**Task:** Every line below is to be quoted exactly, with nothing added or dropped.
BEGIN Supplied material
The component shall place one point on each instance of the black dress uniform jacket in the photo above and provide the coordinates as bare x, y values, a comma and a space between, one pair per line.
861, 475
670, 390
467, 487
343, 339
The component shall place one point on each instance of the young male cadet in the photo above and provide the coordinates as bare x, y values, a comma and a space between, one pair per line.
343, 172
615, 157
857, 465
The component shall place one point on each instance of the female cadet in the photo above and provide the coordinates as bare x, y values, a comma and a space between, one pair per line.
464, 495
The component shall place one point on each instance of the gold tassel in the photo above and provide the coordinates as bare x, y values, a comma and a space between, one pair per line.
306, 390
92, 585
END Supplied material
**Solution to the problem:**
The component shall place one point on each instance of the black dress uniform jacket in the photo above and provide the coordinates as bare x, y values, a comma and a space between, one pair per line.
861, 475
670, 390
467, 487
343, 339
The component shall place one point on each instance of the young male cadet in the photo above and provide the coordinates as bare x, y values, a comma and a space between, one pair per line.
343, 172
615, 157
857, 465
The component shall place one point on each instance of the female cadet in the photo above and provide the coordinates as bare x, y values, a comma and a space between, one pair per line.
464, 495
The component shall place one point on each instance of the gold tassel in the photo above and provide the coordinates as bare x, y values, a comma and a space between, one pair per line.
306, 390
92, 585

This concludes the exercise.